# Problem details
Gather every line in the items below that contains the word "octopus", copying each one in the order it appears.

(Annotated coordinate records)
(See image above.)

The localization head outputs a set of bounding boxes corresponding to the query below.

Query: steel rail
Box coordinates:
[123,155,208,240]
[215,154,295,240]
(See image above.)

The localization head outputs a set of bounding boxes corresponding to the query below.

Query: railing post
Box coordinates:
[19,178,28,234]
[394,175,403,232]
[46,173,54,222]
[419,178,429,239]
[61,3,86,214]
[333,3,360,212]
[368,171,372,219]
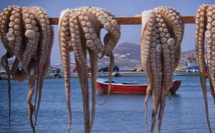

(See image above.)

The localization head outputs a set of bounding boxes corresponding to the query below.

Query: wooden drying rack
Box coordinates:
[50,16,195,25]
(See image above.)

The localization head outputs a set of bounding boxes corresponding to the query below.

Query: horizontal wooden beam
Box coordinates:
[50,16,195,25]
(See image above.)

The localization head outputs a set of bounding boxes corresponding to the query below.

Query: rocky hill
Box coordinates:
[98,42,196,70]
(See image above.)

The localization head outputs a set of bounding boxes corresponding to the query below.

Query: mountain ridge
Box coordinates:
[98,42,196,70]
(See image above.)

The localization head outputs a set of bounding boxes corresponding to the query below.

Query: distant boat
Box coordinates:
[173,58,208,77]
[96,80,181,94]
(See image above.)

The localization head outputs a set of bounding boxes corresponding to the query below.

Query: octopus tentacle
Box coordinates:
[0,6,15,55]
[195,5,211,132]
[89,50,98,129]
[141,7,184,132]
[1,52,11,129]
[0,6,53,132]
[22,7,40,72]
[58,7,120,132]
[141,10,154,127]
[58,10,72,132]
[27,56,38,133]
[6,6,25,60]
[73,9,90,132]
[30,6,53,124]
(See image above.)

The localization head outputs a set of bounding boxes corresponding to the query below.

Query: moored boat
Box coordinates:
[96,80,181,94]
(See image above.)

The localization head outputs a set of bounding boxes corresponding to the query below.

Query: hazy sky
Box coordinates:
[0,0,215,64]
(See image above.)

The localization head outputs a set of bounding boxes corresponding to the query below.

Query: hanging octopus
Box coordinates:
[58,7,120,133]
[0,5,54,132]
[141,7,184,132]
[195,4,215,132]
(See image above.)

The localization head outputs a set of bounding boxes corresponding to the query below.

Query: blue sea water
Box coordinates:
[0,76,215,133]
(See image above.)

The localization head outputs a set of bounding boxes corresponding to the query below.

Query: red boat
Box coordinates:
[96,80,181,94]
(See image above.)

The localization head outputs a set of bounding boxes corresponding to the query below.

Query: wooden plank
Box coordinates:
[50,16,195,25]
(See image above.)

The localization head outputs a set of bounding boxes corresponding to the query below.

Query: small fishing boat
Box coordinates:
[96,80,181,94]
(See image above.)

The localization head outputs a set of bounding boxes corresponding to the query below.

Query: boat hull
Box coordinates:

# Final result
Query: octopus tentacle
Query: hanging octopus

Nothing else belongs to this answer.